WHAT THIS EXERCISE ASKS >>
- A) In the passage on hearing-aid outcome measures, how many items make up the APHAP-global?
- B) Transcribe the passage on hearing-aid outcome measures from "We have proposed" up to and including "the design stage.".

Until more research is available, the way in which the scale items were administered should be clearly specified. For the NU dataset reviewed here, for instance, the 66-item PHAP was administered, with APHAP scores obtained by extracting the responses to the 24-items comprising the APHAP or the 18 items comprising the APHAP-global. This is the same procedure as used by Cox and Alexander (1995) to generate the original norms for the APHAP/B and that has been followed in several studies. Subsequently, Johnson et al. (2010) compared the original PHAP-extracted APHAP norms to a separate set of norms obtained using the APHAP as a separate and independent scale (and with different hearing-aid technology compared to 1995). For the EC, FT and BN scales comprising the APHAP-global, there were no notable differences in percentiles between these two sets of norms. This comparison suggests that the way in which the score was obtained is of little consequence. Nonetheless, it is recommended that this be reported in future research studies until this can be confirmed.
We have proposed some guidelines for MDDs and MCIDs that can be used with the APHAB-global (or PHAB-global) to identify meaningful changes following the use of hearing aids. Professional practice guidelines recommend the use of outcome measures, including self-report measures, to assess the benefit of hearing aids (ASHA; Valente et al., 2006). MCIDs are central to the interpretation of those outcomes. In addition, both MDDs and MCIDs are essential to the interpretation of the outcomes of research examining the efficacy and effectiveness of hearing-aid interventions. These values are not only of importance to the interpretation of the results at the conclusion of a study but also are needed to appropriately power studies prior to data collection at the design stage.

Natural language region descriptions >>
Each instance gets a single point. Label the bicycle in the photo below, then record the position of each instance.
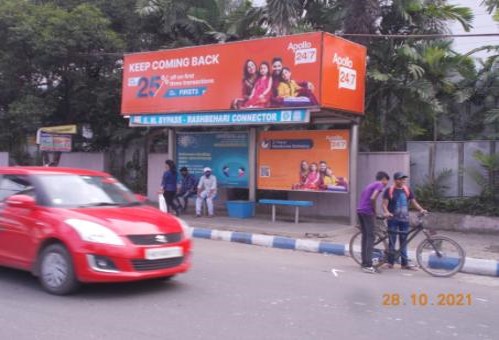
(437, 255)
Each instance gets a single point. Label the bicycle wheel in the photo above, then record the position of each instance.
(440, 256)
(379, 251)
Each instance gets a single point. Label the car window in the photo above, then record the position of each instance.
(15, 185)
(80, 191)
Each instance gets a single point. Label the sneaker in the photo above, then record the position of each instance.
(409, 267)
(370, 270)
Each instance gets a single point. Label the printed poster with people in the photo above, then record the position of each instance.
(304, 160)
(271, 73)
(226, 153)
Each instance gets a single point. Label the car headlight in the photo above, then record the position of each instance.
(187, 231)
(96, 233)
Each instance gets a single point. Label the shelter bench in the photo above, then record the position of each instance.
(296, 204)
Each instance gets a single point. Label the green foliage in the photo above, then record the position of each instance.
(431, 193)
(488, 177)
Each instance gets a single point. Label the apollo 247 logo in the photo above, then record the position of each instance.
(347, 74)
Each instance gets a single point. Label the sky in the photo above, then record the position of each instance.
(482, 23)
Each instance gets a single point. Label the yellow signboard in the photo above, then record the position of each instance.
(65, 129)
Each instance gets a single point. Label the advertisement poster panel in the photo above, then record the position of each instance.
(344, 73)
(280, 72)
(304, 160)
(226, 153)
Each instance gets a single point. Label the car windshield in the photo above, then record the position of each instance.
(85, 191)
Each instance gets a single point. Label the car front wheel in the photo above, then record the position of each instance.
(57, 274)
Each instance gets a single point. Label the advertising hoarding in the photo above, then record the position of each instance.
(226, 153)
(55, 142)
(282, 72)
(303, 160)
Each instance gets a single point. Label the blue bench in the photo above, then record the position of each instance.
(296, 204)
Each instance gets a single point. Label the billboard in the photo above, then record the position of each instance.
(226, 153)
(303, 160)
(283, 72)
(55, 142)
(344, 73)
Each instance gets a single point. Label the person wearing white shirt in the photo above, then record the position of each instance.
(207, 190)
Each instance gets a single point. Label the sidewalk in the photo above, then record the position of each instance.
(330, 236)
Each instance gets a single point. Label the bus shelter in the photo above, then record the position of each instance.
(261, 113)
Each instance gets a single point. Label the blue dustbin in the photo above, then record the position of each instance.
(240, 209)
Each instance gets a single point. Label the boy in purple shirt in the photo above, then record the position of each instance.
(366, 211)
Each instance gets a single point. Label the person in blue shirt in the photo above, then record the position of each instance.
(397, 200)
(169, 186)
(188, 188)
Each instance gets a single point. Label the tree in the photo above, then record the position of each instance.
(54, 65)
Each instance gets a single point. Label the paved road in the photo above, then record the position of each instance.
(236, 291)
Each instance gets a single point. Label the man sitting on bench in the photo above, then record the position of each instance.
(188, 188)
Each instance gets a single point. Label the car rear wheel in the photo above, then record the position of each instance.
(57, 274)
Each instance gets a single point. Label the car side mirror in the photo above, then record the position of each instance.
(141, 198)
(21, 201)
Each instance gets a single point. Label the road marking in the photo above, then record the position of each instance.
(336, 271)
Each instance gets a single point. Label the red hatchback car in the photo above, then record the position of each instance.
(68, 226)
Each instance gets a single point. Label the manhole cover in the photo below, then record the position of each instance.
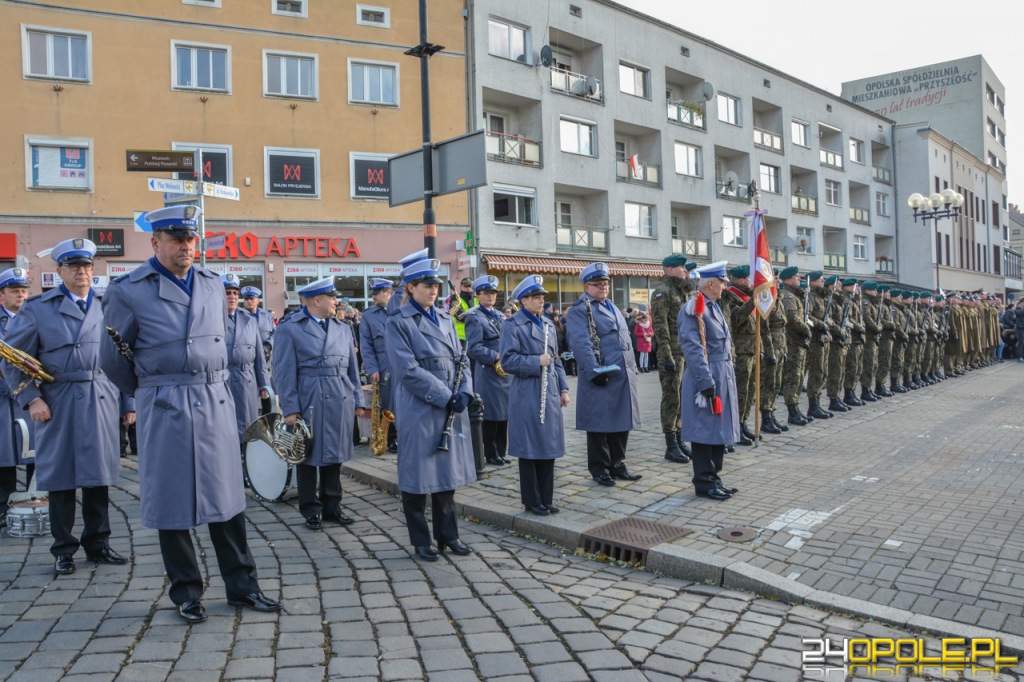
(629, 539)
(737, 534)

RESPONSES BY TASK >>
- A) 18 items.

- B)
We have proposed some guidelines for MDDs and MCIDs that can be used with the APHAB-global (or PHAB-global) to identify meaningful changes following the use of hearing aids. Professional practice guidelines recommend the use of outcome measures, including self-report measures, to assess the benefit of hearing aids (ASHA; Valente et al., 2006). MCIDs are central to the interpretation of those outcomes. In addition, both MDDs and MCIDs are essential to the interpretation of the outcomes of research examining the efficacy and effectiveness of hearing-aid interventions. These values are not only of importance to the interpretation of the results at the conclusion of a study but also are needed to appropriately power studies prior to data collection at the design stage.